“Data Driven Thinking” is written by members of the media community and contains fresh ideas on the digital revolution in media.
Today’s column is written by Rob Leathern, CEO of social advertising platform Optim.al.
Like many in our industry, I have a love/hate relationship with advertising. Even though I'm an ad technology entrepreneur, I actively ignore or skip ads both on television as well as online. On the other hand, in the last month just via Facebook ads I've bought products, found great books to read, discovered a new restaurant in my area and learned about new food products I ended up buying. As online advertising response rates continue to drop, alongside advertisers' desire for better, more immediate targeting of all stripes, we are forced to ask the question: is widespread "ad avoidance" a steady-state inevitable problem, or a slow but worsening "terminal" downward spiral?
While most web and television users understand that advertising pays for a lot of the content they see, without any household-level scorekeeping mechanism, the avoidance of advertising has many properties of a "tragedy of the commons" problem. Some other suckers watch the ads that pay for the content that we all enjoy. Unless everyone dodges them of course, but surely they won't?
Lets start with TV. Dish Television's Auto-Hop feature, which lets consumers very easily skip over groups of television ads, is liked by consumers and critics and has even been nominated for a 2013 CES Innovations Award. Big broadcasters are filing lawsuits trying to block Dish from offering this feature. The auto-skipping feature isn't real-time and doesn't allow owners to zap ads until 1am the following day. Some watchers speculate that this window is a point of leverage for Dish in carriage negotiations.
Some may recall that Tivo had a 30-second skip feature initially, which it later made more difficult to access in order to "play nice" with the TV industry (it was easy to hack and turn back on). Tivo's rival SONICblue with its ReplayTV took a more aggressive approach with a feature called "Commercial Advance" that raised the ire of, and launched a lawsuit with, over 20 entertainment companies. In spite of an EFF-funded countersuit, this legal battle helped drive it out of business amid reported $1 million a month legal bills, leaving many questions unanswered regarding the use of copyright law to protect advertising. Today, trickery like (buzzword alert) "native advertising" promos that include stars from the show, or having 4 shorter ad pods instead of 3 mean that 50% of DVR users still actually see *some* ads when regular non-auto-skipping is used.
-*-
_Goals_:
1. In the column on ad avoidance, reproduce everything from "While most web" down to "in carriage negotiations.".
2. According to the column on ad avoidance, what did its author buy, find, discover or learn about through Facebook ads in the last month? List each item.
3. Pick up the column on ad avoidance after its final sentence and keep writing it.
The listing after this column on ad avoidance is separate material and has no connection to it.

Dataset listing of object locations
-*-
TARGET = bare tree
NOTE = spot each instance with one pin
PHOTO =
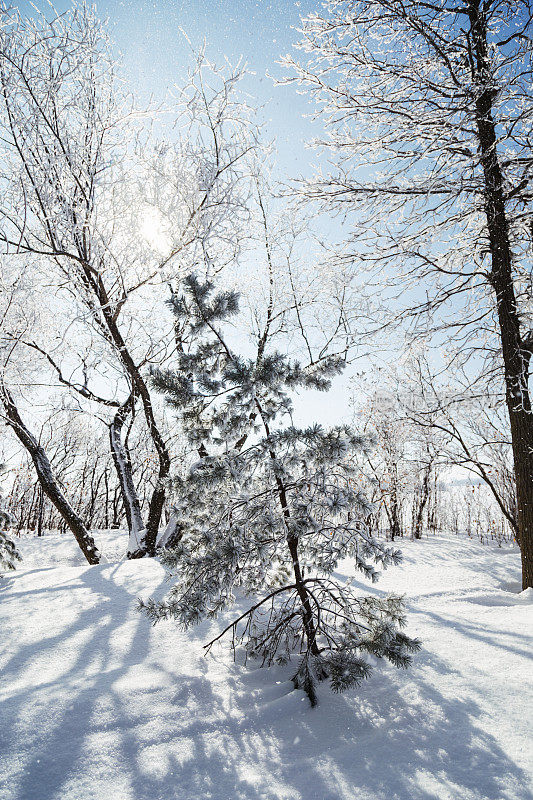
(428, 108)
(72, 170)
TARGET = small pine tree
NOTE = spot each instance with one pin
(270, 509)
(9, 555)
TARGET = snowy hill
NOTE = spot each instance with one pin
(97, 705)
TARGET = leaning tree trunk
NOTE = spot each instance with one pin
(130, 498)
(47, 480)
(516, 350)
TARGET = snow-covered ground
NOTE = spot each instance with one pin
(97, 705)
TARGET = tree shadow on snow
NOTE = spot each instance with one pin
(122, 722)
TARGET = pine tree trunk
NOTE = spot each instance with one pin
(46, 478)
(516, 356)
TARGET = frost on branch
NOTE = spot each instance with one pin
(269, 510)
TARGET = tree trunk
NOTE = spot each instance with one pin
(122, 461)
(516, 355)
(46, 478)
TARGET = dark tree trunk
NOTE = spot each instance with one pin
(47, 481)
(422, 498)
(122, 461)
(516, 351)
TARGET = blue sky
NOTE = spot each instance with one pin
(155, 55)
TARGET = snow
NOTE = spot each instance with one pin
(97, 705)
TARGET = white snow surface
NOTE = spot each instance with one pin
(95, 704)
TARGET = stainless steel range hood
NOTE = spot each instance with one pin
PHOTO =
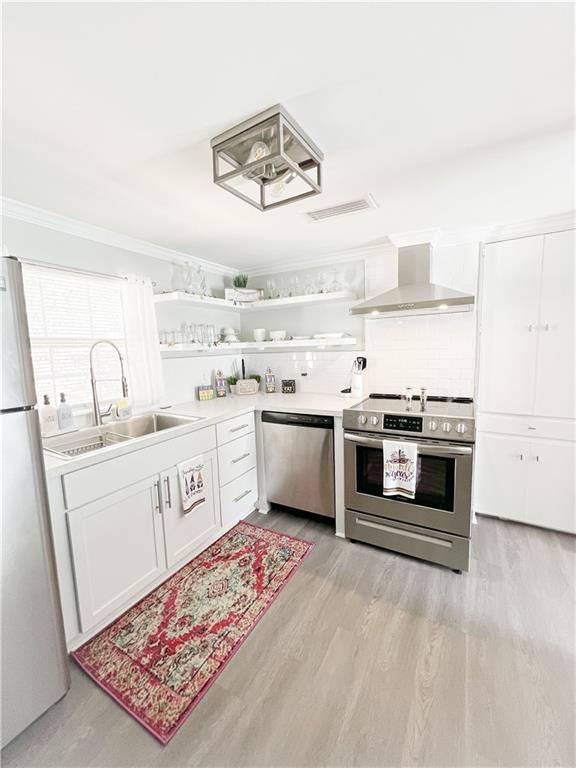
(415, 294)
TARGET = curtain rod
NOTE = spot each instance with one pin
(61, 268)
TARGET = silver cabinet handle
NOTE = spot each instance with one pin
(168, 492)
(157, 506)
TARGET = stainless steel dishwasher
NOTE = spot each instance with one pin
(299, 461)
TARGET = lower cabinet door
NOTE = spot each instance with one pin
(551, 496)
(500, 476)
(185, 534)
(238, 498)
(117, 548)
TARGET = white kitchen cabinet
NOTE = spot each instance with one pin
(509, 321)
(555, 393)
(232, 429)
(185, 534)
(527, 327)
(239, 498)
(530, 481)
(117, 547)
(551, 496)
(236, 458)
(499, 476)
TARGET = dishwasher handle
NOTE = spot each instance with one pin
(298, 419)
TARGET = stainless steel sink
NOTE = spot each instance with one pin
(96, 438)
(74, 445)
(139, 426)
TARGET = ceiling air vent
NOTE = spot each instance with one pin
(344, 209)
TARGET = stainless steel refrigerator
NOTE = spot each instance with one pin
(34, 663)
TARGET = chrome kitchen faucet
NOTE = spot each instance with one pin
(95, 404)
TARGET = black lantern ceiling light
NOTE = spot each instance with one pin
(267, 160)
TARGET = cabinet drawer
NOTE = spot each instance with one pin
-*-
_Answers_:
1.
While most web and television users understand that advertising pays for a lot of the content they see, without any household-level scorekeeping mechanism, the avoidance of advertising has many properties of a "tragedy of the commons" problem. Some other suckers watch the ads that pay for the content that we all enjoy. Unless everyone dodges them of course, but surely they won't?
Lets start with TV. Dish Television's Auto-Hop feature, which lets consumers very easily skip over groups of television ads, is liked by consumers and critics and has even been nominated for a 2013 CES Innovations Award. Big broadcasters are filing lawsuits trying to block Dish from offering this feature. The auto-skipping feature isn't real-time and doesn't allow owners to zap ads until 1am the following day. Some watchers speculate that this window is a point of leverage for Dish in carriage negotiations.

2.
- Products
- Great books to read
- A new restaurant in the area
- New food products that were later bought

3.
What should be the limit between consumer friendliness and the right for broadcasters and publishers to make money with advertising, not just online but also on TV? DVR penetration in the US is now over 45%, and over 38% of US households now have at least one TV connected to the Internet (although mostly gaming devices and Netflix). It's becoming far less of a theoretical question.
When it comes to online ad blocking, Adblock Plus has always been somewhat of a geeky niche product. And recent activity by startups like AdTrap (a box to block ads across devices on your home network), and an ISP called "Free" in France that has a default router setting blocking ads (though this may be more about net neutrality than advertising) also appear to be somewhat outside of the mainstream, but have drawn some new attention to the ad blocking mentality online, where customizing and hacking your usage experience is far easier than with television.
As ad response rates and CPMs drop, some online publishers are experimentally choosing to avoid advertising and instead charging a subscription fee going to become (more) viable. Andrew Sullivan is eschewing advertising for "The Dish" [ironically, no relation to Dish TV] in favor of a $19.99 per year subscription fee. If it means no more ridiculous "top 10 slideshows" to grab meaningless pageviews, I'm all for the idea. They're not the first to experiment, but most publishers won't be able to pull this off.
Even though I'm a fairly aggressive (DirecTV) DVR user, I would gladly pay an extra monthly fee for the ability to block ads in real time. My perfect example is live sports, specifically NFL games. I am okay with my kids seeing football or soccer games on TV, but I'm not okay with the violent video game ads or promos for the network's adult shows that typically feature in most of the ad pods during a game. Sometimes I let the DVR record ahead and watch a game somewhat delayed (and then avoid Twitter and Facebook while watching!), but I'd rather have the ability to have the screen blanked out automatically during commercial breaks. Sure that's a few fewer viewers for advertisers to reach, but I'm happy to actually pay the publisher for the chance to opt-out of these violent ads. Call it an "ad payoff" if you like - I know lots of Hulu Plus users who want to pay Hulu more to avoid their repetitive, interruptive online video ads.
How is it that as a website publisher I can choose what kinds of violence, language and nudity are okay in my Yahoo/Right Media or Google exchange online ads (noting this certainly doesn't work perfectly) but as a consumer paying over $150/month for a television service I can't say anything about the kinds of ads my family gets to see, except by DVR'ing everything and making sure to skip every ad? The ads online are far less interruptive and much harder to notice, and yet there are already lots of controls in place. People can opt-out, tweak their ad preferences with large publishers like Google or Yahoo, and millions of VC dollars are helping ad targeting companies do ever more to find consumer signals to build better targeting.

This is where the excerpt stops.